──────── TEXT SEGMENT ────────

Tuesday, April 16, 2013

If Your Wife is a Caliber Woman....

As salam readers of all levels and ages,

I was strucked to write about this topic after few conversations I had with friends and families around me. I know what I think may not be the ultimate truth or ideal way of thinking but...I am sure some of us may have overlooked things and I am here to remind you that the assumption that some of us have can only become poisons in our daily lives.

Do you know that Allah created women from one of the left rib of the men? That actually answered one of the methods how to identify a man's body from a woman's. Correct?

A man is the leader of his family, his department, his tribe, his nation, his territory and the list just go on...

But what happen if a woman is better in leadership, better in partnership, better in business, better in education, better in anything else than a man?...OK...first of all ....see my grammar. I mentioned...a woman is _______ better than a man. Not aaaaalll women are better than men. Look...some women are better than men. They are more intelligent, they are brighter, more sincere, better in leadership, better in safe keeping, better in sports better in a lot of things than men. BUT....some of them may not!...and...they are not perfect!

In Malaysia for example, you see a lot of women who excel in their lives. Some of them contributed a lot to the society and build the nation towards a positive goal. They are there for a reason. Allah has chosen them to lead. For example we have Dr. Harlina Siraj, we have Raja Azura Raja Mahayuddin, we have professor Dr. Muhaya, we have Nurul Izzah -though she is from the opposition party but she drives her political territory into a better place to live...then who else...we have Ustazah Norbayah, to count the international sector we have Margaret Tatcher, Mother Theresa and to trace down to the earliest of history, we have the prophet Muhammad PBUH's daughter Fatimah r.a who have contributed to the community and ummah to the extend that we acknowledge their contribution.

──────── ROWS ────────

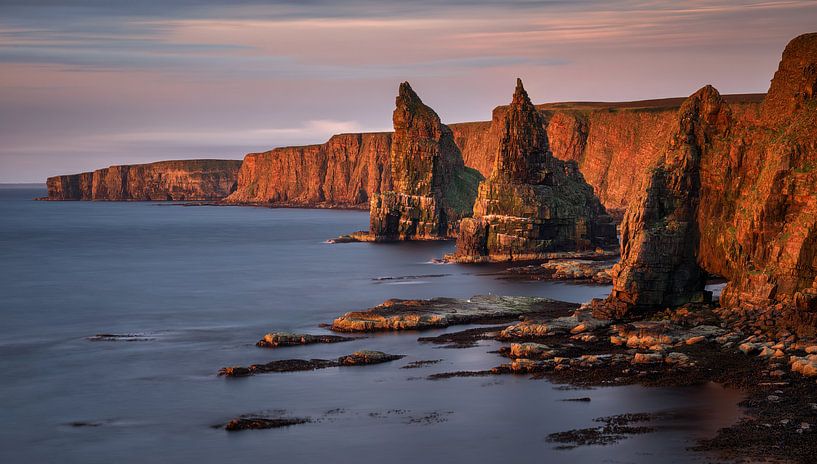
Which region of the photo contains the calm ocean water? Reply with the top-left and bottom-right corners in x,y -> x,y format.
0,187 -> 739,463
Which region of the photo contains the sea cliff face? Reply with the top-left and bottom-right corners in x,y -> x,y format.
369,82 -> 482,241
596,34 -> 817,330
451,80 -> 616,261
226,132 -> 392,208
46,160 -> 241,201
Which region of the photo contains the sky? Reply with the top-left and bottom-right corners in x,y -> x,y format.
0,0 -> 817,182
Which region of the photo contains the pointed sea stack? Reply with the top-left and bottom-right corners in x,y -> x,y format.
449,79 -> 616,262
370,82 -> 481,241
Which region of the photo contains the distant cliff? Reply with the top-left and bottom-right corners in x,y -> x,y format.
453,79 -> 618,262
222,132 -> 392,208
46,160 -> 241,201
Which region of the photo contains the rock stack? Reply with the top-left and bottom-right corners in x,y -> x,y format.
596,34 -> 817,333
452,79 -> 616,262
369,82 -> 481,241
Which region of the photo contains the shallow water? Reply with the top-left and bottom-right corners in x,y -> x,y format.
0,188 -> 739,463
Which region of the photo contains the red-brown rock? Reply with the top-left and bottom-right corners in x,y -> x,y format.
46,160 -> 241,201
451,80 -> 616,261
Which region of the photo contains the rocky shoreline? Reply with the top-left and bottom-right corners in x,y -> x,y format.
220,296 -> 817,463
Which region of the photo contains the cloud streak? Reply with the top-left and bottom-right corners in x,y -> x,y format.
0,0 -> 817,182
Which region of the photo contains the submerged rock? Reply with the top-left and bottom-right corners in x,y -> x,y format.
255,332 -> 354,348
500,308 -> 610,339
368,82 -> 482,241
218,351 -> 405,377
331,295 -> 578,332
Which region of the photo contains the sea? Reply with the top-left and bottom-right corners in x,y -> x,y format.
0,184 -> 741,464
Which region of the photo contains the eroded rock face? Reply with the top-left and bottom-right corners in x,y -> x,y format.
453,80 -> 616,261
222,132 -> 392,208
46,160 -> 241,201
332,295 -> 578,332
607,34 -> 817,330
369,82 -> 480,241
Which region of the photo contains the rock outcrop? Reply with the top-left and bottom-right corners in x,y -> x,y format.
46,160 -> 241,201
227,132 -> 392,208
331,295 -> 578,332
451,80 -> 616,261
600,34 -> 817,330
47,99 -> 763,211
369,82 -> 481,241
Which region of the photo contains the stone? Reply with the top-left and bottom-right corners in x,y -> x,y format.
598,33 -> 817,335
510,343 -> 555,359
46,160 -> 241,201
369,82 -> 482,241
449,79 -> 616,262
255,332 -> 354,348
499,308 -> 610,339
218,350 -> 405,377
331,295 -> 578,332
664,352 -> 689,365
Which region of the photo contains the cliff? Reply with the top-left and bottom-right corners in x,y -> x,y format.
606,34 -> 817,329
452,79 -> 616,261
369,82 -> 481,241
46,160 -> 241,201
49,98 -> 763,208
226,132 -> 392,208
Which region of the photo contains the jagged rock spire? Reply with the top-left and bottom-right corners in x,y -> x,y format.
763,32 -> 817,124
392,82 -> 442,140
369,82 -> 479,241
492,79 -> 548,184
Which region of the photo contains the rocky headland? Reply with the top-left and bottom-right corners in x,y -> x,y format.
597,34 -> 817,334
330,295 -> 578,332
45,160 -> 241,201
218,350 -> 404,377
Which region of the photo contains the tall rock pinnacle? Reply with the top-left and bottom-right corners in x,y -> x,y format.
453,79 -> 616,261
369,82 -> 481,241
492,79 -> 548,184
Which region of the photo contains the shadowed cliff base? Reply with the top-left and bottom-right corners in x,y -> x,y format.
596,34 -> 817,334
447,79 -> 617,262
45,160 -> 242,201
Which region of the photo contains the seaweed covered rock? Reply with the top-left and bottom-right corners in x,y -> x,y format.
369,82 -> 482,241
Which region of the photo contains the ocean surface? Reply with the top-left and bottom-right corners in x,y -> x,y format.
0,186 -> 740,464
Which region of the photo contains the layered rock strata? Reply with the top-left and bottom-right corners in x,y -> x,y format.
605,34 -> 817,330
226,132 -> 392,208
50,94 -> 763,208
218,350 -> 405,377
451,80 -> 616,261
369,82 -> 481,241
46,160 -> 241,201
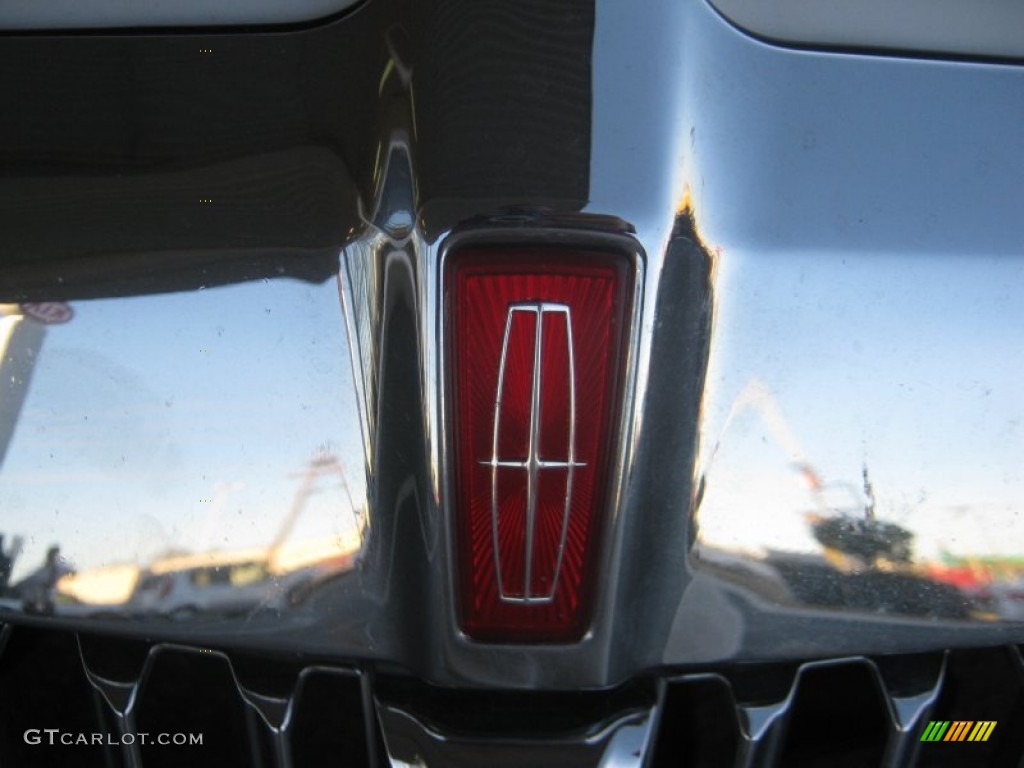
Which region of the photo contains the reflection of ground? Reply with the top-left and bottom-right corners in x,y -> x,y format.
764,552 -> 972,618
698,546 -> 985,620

────────
──────── ROWS ────────

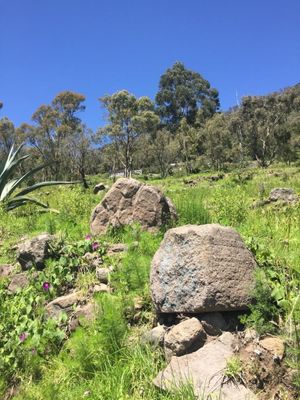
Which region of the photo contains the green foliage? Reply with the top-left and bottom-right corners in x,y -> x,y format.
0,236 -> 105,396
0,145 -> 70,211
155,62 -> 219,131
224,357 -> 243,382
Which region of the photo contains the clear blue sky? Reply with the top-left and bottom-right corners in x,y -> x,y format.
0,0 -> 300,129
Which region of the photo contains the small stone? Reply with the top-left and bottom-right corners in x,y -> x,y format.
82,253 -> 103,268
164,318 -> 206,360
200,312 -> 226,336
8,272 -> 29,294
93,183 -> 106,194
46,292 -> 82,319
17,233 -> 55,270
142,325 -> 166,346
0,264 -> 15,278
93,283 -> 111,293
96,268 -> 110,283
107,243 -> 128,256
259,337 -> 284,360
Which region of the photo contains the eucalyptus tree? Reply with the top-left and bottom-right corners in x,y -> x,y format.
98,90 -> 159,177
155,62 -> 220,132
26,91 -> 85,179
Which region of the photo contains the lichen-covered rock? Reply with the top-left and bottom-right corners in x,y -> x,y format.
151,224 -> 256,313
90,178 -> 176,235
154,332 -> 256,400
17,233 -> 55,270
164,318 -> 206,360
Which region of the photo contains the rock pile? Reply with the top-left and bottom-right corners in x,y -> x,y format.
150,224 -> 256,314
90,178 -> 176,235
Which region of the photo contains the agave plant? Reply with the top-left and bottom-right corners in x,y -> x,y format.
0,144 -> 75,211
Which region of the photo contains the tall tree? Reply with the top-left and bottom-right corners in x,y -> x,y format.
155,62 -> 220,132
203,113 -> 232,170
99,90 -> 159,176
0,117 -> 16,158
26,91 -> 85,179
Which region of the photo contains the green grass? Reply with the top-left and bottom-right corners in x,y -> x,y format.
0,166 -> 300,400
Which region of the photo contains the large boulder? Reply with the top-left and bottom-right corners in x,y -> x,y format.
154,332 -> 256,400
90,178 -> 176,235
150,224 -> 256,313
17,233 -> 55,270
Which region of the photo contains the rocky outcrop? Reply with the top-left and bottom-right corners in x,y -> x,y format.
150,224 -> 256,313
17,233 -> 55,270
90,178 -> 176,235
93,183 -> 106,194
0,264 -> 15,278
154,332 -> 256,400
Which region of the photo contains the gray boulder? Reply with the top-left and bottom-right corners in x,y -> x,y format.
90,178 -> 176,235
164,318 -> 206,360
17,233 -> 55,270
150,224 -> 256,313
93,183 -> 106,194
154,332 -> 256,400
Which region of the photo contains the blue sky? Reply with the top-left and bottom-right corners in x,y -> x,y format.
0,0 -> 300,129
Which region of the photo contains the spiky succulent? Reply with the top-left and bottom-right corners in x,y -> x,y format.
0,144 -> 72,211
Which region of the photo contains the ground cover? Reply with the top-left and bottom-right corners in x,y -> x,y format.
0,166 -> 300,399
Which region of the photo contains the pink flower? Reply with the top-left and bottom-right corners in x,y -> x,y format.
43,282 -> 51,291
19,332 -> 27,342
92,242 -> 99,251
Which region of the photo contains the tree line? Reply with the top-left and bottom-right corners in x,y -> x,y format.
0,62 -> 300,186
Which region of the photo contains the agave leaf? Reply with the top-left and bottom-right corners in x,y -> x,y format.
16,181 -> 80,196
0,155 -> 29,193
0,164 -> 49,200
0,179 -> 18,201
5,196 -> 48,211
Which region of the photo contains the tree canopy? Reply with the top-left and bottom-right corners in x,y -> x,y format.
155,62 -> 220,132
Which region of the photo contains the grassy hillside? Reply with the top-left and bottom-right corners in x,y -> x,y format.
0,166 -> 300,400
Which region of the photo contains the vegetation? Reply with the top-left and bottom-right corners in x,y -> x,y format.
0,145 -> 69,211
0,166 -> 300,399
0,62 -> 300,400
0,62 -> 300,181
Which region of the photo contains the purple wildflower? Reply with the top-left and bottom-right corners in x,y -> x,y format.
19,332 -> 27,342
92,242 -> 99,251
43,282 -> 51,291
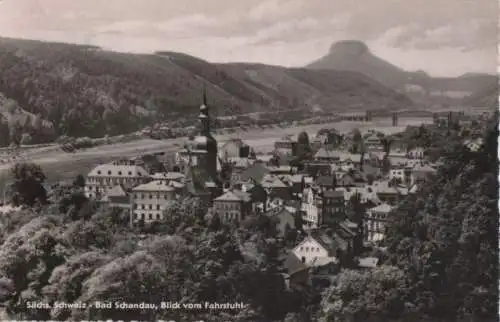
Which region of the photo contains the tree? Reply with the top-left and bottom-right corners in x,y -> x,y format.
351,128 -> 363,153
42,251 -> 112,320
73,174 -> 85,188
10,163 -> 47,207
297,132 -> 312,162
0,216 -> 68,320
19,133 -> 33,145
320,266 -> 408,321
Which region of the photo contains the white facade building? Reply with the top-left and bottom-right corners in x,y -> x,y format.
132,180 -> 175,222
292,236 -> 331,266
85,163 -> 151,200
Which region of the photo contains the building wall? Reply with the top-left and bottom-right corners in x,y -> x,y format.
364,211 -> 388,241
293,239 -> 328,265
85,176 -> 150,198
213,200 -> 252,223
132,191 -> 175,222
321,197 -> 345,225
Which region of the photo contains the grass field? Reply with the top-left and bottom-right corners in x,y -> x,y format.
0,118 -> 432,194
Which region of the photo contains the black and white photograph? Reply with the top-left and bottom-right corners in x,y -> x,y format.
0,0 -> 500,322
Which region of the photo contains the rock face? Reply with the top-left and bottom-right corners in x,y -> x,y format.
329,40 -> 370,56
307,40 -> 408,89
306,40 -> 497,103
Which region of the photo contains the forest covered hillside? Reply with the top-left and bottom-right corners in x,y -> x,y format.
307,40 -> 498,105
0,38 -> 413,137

────────
──────── ROWS ────────

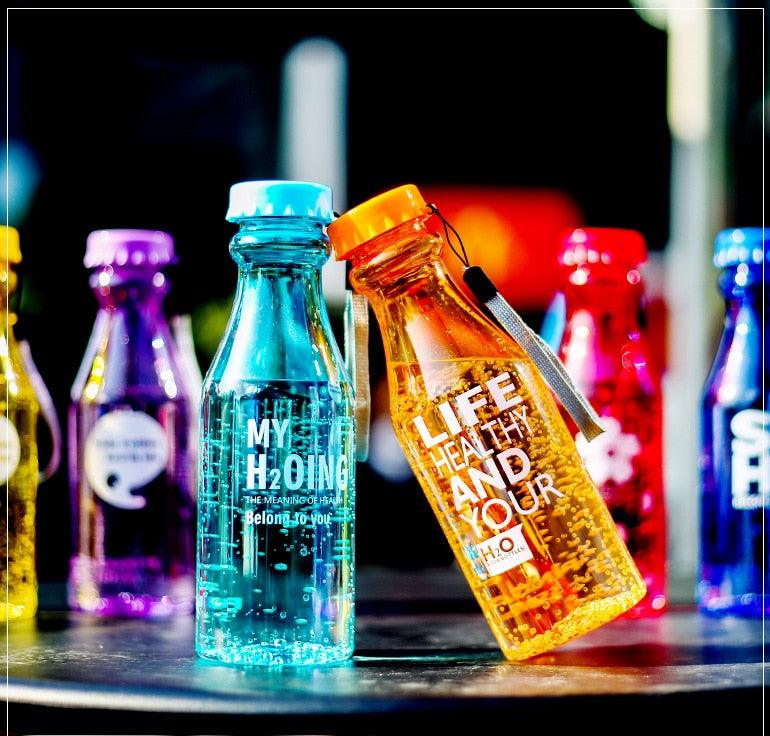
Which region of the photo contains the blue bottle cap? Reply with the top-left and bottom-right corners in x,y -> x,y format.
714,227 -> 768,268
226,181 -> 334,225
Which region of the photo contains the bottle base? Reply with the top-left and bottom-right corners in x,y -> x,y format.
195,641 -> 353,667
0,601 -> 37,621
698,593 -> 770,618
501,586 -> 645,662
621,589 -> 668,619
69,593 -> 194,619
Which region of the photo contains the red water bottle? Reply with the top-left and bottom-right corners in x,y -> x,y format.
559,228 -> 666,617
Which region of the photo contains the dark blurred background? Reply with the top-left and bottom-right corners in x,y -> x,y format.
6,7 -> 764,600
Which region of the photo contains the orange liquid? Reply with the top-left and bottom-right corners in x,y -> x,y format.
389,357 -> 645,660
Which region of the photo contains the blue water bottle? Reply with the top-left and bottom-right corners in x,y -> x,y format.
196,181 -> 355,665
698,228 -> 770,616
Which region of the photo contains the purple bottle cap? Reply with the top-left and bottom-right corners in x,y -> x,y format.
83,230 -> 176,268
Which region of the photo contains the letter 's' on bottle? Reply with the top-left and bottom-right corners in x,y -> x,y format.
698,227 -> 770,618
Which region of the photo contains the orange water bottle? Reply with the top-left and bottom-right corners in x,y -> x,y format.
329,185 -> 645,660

────────

JOB 1
In the blog post, which country serves as the example of a place where many women excel in their lives?
JOB 2
Echo the blog post word for word, everything from "As salam readers" down to "our daily lives.".

EXERCISE OUTPUT 1
Malaysia.

EXERCISE OUTPUT 2
As salam readers of all levels and ages,

I was strucked to write about this topic after few conversations I had with friends and families around me. I know what I think may not be the ultimate truth or ideal way of thinking but...I am sure some of us may have overlooked things and I am here to remind you that the assumption that some of us have can only become poisons in our daily lives.